Each line below needs to be printed again exactly.
═══ Material provided ═══
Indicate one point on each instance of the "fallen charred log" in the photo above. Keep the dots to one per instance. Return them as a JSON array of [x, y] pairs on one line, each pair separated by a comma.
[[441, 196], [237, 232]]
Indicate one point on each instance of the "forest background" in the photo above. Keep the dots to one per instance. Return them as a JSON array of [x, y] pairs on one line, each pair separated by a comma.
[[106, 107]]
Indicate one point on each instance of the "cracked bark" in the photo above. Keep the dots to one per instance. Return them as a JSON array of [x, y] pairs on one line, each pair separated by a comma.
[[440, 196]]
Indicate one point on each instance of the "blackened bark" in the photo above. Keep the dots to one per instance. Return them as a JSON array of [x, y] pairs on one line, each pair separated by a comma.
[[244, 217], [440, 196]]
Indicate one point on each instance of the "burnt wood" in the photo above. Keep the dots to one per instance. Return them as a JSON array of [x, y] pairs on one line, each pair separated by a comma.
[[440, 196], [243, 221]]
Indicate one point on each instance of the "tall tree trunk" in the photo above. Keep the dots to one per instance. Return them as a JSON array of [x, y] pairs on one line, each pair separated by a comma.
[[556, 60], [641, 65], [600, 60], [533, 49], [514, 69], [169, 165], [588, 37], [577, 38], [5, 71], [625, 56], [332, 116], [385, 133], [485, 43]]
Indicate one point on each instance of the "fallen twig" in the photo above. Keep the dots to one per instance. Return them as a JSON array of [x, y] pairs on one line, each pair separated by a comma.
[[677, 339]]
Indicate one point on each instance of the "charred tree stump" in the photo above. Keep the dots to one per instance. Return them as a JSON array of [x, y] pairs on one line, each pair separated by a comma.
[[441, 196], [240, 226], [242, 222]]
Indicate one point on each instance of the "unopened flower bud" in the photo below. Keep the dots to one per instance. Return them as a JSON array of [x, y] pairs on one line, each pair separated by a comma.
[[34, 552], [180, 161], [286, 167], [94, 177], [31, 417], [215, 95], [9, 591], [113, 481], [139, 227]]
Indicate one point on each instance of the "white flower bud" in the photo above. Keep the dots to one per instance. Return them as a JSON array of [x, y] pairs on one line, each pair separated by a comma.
═══
Task output:
Indicate one point on each instance of the "fallen charred log" in the photo above. Keep the dots to one per instance. Return them as a JSON array of [x, y] pairs on one line, each pair separated by a comma.
[[441, 196], [237, 232]]
Indicate one point on each instance of the "forest background" in the photo above. Keep the dots to one per instance. Return them as a JSON array of [x, y] pairs on one line, each pair separated by a comma.
[[106, 107]]
Indicate one point on each instance of the "cracked bark" in the photo above. Keep the dots to one per instance. Return them as a JSON array of [x, y] pairs on one line, each pair separated by a comma.
[[440, 196]]
Indicate one point on each instance of the "blackened bark" in the photo above. Keep the dots to one per instance. Return them as a JSON array of [x, y] pairs on one line, each pair separated by a comma.
[[244, 217], [440, 196]]
Indicate one point on each instance of the "burnt wood" in the photo above. Keep the dots to one per instance. Return them as a JSON array of [x, y] pairs on one line, each pair separated by a comma.
[[440, 196], [243, 221]]
Indicate one point on each instance of the "tall tree trunk" in the photo above. Keep the dots to one per instance. Return them as a JSON array of [x, y] pairs on one line, each pair separated by a comma.
[[556, 60], [641, 65], [600, 60], [533, 49], [514, 69], [169, 165], [588, 37], [577, 38], [5, 71], [625, 56], [332, 116], [385, 133], [485, 43]]
Indicate one point on each instance of the "fallen twig" in the photo above. Keep the dots to one per instance. Return them as a JSON array of [x, y] pairs on one line, each pair separated by a comma.
[[677, 339]]
Indicate one point on each instance of the "charred tree stump" in the photo above. Keep the dots to one per instance. Return them as a JSON array of [x, y] pairs on one line, each pair separated by a comma.
[[441, 196], [240, 226], [242, 222]]
Indicate one point on each instance of the "unopened flower bud" in the photo below. Keep the dots to one per instance. Return them as a JSON array of [x, y] pairs on one line, each pair separated by a comma.
[[34, 552], [180, 161], [286, 167], [94, 177], [31, 417], [215, 95], [9, 591], [113, 481], [139, 227]]
Indicate one point on each instance of the "white flower bud" in the photo above. Keep the dots to one per instance. Return them as a JSON array of [x, y] pairs on one line, each pair separated by a comma.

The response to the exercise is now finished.